▸ WHAT TO DO: In which lines of the data does the string "polygon" appear? Copy every one.

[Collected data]

++++++++

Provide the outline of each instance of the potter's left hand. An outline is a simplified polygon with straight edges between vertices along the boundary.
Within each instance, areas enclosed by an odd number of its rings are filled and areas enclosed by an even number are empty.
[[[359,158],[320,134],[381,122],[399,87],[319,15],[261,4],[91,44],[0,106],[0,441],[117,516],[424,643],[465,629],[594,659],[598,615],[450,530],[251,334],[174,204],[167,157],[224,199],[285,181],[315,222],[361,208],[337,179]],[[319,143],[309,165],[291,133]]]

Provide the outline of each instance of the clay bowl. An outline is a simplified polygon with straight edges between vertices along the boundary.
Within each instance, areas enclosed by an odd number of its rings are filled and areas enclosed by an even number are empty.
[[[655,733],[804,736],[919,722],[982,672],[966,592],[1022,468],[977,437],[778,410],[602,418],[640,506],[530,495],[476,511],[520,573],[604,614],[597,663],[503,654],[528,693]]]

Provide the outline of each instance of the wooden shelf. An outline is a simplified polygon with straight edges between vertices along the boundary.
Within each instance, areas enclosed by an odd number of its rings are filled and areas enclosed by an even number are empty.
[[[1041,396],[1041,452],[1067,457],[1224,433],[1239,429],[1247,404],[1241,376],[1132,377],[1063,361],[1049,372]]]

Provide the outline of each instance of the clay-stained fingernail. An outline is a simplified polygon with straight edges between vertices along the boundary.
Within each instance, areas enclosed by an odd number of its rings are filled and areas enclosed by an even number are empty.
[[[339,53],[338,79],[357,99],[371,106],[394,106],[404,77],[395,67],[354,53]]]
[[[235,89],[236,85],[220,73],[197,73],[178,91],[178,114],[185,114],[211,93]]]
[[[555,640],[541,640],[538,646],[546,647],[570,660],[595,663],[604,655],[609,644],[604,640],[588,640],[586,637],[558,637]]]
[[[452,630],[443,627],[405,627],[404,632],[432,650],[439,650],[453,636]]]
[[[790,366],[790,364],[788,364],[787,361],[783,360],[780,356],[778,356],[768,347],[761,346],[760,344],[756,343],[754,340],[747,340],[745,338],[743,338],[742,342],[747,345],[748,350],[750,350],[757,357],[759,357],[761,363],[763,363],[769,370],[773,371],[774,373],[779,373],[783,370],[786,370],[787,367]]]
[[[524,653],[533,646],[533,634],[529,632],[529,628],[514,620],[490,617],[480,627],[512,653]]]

++++++++

▸ FINISHED TASK:
Provide the outline of each instance of the potter's left hand. An outline is a simplified polygon with straight edges between vertices along the boundary.
Provide the outline of each instance of the clay bowl. An outline is a simplified polygon with straight edges between vertices along the boundary.
Provide the outline of each instance of the wooden shelf. An outline is a simplified polygon with straight edges between vertices along the boundary.
Provide the outline of each instance of the clay-stained fingernail. An outline is a simplified polygon with straight edges between vertices along the boundary.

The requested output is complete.